▶ Given passage
== == ==
During that difficult period in her life, she recalls standing in her family plantation in Tuanai, crying out to her parents and her ancestors for help.

And the ancestors “responded.”

Floris had inadvertently arrived at the solution to her pain – she was standing on it.

Floris in her plantation. Photo by Denisa Manaskova.

“I was in the plantation and I saw all the trees,” she reminiscences;

 “In some fantastic way, it felt like they were cheering me on, supporting me, encouraging me…I wanted to feel alive again;

“This land is flowing through my blood, the soil, the sweat of this land;

“All of the hard work that has gone before through my ancestors is here and I wanted to make something of that… that’s how I found cacao.”

Making koko Samoa. Ms Sunshine Farms host koko and kofe retreats for tourists and local alike.

By redirecting all her pain and sorrow into reviving her family cocoa plantation, Ms Sunshine Farms was born. What began as a journey towards healing her mind, body and soul has since evolved into an organic farming revolution that is inspiring other growers, particularly women and youth to re-connect with their land and the traditional knowledge attached to it. 

In the last six years, Floris has lived and breathed organic and sustainable farming – pesticide and chemical-free. A vegan, Floris relies heavily on foraging in her plantation for food, so she has carefully developed a farming system and cocoa enterprise that is sustainable and harmonious with her land.
== == ==
▶ Recorded data
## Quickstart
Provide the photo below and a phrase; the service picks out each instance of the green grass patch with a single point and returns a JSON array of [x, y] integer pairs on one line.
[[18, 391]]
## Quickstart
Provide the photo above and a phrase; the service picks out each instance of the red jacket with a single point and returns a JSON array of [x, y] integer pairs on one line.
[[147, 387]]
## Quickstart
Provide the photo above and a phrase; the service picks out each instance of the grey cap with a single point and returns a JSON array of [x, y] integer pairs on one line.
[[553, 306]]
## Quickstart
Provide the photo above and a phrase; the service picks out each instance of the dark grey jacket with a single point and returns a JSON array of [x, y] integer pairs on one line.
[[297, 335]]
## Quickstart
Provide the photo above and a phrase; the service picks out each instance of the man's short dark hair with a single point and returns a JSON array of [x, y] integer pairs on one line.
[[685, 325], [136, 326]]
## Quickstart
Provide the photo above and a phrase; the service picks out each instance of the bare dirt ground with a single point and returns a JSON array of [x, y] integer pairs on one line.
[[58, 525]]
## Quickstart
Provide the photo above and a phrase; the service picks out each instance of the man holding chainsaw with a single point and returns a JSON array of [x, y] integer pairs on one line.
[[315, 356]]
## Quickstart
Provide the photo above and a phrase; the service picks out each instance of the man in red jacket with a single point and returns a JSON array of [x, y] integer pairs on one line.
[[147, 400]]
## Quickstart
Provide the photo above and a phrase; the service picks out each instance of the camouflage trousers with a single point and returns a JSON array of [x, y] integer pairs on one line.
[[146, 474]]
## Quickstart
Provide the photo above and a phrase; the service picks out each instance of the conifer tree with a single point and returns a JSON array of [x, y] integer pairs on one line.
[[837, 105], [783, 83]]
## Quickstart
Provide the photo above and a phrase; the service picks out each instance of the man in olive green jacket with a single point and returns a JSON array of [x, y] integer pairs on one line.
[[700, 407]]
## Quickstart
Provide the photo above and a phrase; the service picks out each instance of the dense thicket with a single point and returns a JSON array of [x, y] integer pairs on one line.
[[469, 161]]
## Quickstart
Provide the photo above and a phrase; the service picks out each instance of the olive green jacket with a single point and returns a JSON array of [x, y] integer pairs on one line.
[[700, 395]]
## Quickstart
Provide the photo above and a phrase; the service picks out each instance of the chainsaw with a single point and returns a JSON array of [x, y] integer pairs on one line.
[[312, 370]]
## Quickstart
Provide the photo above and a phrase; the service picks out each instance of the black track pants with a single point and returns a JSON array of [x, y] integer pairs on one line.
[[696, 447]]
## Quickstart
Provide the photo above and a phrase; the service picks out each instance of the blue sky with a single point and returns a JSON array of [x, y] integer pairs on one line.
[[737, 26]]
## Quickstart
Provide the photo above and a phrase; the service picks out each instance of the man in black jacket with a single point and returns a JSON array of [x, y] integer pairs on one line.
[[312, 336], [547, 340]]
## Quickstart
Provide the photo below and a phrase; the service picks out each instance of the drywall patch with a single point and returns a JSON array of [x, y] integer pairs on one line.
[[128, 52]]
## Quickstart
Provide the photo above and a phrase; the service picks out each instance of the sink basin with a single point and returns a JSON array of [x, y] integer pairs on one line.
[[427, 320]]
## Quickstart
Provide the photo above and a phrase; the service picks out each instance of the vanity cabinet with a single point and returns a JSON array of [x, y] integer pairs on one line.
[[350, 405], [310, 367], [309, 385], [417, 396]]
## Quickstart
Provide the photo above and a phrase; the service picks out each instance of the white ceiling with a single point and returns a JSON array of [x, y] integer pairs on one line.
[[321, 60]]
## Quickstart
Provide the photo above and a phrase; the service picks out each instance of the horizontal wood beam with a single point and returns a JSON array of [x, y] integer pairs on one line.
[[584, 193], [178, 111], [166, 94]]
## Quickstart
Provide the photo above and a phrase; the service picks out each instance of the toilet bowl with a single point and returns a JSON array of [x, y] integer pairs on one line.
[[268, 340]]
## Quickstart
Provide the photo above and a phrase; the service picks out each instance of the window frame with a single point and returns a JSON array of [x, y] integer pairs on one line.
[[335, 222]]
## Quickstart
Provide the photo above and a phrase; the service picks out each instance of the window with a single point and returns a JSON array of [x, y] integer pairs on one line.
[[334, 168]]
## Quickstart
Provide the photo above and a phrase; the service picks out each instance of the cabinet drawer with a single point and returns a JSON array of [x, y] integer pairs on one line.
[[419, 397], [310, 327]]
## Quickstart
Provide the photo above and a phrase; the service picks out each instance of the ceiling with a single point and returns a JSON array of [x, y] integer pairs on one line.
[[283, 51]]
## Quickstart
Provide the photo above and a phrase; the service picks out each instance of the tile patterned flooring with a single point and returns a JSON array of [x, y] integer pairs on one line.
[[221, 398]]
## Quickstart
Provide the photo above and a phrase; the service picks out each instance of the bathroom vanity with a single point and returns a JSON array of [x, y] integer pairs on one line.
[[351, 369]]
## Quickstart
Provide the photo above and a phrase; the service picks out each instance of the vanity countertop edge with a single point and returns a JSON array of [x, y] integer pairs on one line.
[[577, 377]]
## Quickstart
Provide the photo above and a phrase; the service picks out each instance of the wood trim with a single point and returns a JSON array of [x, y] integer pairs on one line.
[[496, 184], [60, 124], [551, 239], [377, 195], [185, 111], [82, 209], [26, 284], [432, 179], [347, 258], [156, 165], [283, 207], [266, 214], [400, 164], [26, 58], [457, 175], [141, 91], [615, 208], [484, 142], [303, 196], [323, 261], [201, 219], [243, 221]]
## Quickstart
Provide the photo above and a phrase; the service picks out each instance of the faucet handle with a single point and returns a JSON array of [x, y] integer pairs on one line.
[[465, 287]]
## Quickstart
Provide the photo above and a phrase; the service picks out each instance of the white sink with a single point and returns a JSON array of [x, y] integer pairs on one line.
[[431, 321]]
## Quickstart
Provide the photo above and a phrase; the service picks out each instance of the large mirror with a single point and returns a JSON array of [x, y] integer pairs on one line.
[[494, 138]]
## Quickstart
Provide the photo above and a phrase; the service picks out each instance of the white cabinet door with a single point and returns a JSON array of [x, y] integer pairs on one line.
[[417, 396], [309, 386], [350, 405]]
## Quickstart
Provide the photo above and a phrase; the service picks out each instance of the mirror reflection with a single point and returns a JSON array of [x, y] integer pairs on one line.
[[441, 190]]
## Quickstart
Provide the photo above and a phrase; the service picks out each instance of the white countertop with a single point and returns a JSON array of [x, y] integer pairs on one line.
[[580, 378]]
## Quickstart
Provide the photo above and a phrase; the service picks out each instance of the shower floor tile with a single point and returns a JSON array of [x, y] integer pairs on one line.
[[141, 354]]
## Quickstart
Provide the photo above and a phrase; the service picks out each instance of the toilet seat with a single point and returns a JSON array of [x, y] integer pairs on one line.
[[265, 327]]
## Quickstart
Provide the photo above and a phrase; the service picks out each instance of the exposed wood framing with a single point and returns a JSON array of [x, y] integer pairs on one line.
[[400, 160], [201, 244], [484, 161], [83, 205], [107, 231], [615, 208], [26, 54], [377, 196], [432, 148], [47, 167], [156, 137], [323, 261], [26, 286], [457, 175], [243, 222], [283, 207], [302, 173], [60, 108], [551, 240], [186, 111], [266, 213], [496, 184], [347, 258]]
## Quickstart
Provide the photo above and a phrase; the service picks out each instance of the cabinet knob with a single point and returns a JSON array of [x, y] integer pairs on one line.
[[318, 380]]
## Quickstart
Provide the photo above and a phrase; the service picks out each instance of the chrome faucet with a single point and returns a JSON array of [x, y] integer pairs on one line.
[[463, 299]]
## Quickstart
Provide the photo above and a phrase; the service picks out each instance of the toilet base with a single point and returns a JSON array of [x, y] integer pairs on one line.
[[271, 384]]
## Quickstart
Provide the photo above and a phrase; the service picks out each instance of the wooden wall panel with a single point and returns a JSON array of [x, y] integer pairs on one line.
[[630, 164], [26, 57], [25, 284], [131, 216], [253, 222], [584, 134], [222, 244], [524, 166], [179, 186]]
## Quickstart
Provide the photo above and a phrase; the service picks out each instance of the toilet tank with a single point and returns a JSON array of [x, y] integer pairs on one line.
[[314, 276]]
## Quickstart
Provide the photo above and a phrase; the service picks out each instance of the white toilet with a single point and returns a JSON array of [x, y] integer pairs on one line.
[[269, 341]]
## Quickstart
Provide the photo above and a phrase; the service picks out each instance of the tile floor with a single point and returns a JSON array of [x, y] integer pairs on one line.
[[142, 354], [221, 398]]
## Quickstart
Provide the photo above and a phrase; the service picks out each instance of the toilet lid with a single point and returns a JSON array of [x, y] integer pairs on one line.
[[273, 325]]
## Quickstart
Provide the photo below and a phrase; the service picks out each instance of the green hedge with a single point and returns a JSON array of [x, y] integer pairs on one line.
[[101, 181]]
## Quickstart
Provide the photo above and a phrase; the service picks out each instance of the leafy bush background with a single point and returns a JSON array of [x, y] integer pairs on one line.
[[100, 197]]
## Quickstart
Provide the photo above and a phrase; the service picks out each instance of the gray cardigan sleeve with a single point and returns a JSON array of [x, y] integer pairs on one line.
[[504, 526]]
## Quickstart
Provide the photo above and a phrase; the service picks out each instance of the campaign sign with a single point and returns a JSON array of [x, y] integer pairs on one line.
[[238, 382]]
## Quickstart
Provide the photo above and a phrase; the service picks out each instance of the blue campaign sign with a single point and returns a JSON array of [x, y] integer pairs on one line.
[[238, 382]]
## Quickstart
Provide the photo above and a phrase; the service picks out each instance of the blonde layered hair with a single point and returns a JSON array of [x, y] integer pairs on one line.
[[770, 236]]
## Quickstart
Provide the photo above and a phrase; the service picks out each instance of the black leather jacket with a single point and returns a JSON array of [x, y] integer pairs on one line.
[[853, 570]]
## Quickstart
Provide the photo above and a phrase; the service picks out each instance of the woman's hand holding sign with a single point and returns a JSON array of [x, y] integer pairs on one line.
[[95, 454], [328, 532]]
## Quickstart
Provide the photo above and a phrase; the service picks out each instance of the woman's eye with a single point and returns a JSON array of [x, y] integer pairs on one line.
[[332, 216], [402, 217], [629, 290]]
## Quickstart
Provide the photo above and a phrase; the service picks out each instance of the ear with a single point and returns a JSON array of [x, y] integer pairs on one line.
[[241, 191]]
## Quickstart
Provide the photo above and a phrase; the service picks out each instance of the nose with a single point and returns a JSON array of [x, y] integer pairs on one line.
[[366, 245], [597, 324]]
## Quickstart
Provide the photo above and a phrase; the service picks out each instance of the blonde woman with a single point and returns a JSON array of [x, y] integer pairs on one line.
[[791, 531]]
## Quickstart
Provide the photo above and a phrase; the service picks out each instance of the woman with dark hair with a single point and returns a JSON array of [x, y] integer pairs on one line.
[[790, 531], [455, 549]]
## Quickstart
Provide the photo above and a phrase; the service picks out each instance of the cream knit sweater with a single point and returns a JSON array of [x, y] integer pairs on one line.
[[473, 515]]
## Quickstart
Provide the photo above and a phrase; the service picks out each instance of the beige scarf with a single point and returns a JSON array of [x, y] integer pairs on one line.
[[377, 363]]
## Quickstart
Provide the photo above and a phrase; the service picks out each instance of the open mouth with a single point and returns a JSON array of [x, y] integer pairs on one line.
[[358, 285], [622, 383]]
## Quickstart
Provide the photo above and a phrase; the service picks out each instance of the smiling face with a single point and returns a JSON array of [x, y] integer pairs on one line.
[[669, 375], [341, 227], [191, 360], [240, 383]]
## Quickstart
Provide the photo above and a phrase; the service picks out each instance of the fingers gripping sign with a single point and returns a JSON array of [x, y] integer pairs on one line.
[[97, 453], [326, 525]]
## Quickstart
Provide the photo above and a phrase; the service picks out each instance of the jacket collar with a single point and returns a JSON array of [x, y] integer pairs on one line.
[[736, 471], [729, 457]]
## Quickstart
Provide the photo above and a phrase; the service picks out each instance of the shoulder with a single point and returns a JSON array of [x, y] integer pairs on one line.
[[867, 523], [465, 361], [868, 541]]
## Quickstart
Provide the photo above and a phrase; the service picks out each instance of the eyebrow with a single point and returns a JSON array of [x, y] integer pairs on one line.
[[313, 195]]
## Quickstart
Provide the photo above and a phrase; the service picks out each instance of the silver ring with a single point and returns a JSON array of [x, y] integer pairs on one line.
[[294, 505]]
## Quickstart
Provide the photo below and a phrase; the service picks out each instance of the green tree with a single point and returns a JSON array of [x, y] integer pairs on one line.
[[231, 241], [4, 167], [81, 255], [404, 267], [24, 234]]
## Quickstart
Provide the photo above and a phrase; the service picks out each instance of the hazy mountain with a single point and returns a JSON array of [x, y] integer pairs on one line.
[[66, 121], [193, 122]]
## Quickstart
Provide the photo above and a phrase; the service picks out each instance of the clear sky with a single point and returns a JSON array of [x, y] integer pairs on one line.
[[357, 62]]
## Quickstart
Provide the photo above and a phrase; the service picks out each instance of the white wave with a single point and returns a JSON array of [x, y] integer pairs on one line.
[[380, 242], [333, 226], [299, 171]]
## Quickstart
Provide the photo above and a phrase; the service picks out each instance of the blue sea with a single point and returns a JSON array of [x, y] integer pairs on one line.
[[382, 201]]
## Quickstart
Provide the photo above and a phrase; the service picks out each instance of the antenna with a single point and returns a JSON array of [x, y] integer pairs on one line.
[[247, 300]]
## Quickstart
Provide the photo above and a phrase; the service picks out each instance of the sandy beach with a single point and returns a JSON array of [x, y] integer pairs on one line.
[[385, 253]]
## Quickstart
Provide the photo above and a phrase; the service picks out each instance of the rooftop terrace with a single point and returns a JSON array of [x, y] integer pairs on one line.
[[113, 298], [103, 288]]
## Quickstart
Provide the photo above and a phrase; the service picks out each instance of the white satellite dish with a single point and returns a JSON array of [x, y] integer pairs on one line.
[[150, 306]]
== == ==
▶ Direction 1
In the passage about Floris and her cocoa plantation, list what Floris says the trees felt like they were doing for her.
▶ Direction 2
Carry on the passage about Floris and her cocoa plantation, starting after its last sentence.
The records are separate material, apart from the passage about Floris and her cocoa plantation.

▶ Reply 1
- Cheering her on
- Supporting her
- Encouraging her

▶ Reply 2
Delicious and nutritious. Everyone gets to make their own vegan “bowls”. Lalaga mai sau mailo.

Her well documented journey online caught the attention of the International Federation of Organic Agriculture Movements (IFOAM) who sponsored her trip to New York to attend a global workshop on sustainable development  along with other young enthusiastic leaders from fifty countries around the world. 

Floris says it is one of her proudest moments since moving back to Samoa. 

“it’s also the fact that I could come back here to my ancestral land with nothing and build a new life, new career while helping to inspire my community and grassroots farmers to take pride in their work as farmers.”

In 2014 she kicked off her commercial enterprise, supplying the boutique chocolatier SHE Universe in New Zealand who went on to create the Koko Samoa Collection. Ms Sunshine Farms specialty cacao beans were also exported to ‘Pure Wellbeing’ and ‘Moa Bakery’ in New Zealand.

“My boutique organic, single estate beans are sought after for its authentic, organic story and the effort I make to bring quality by processing cacao in a traditional way,” Floris said.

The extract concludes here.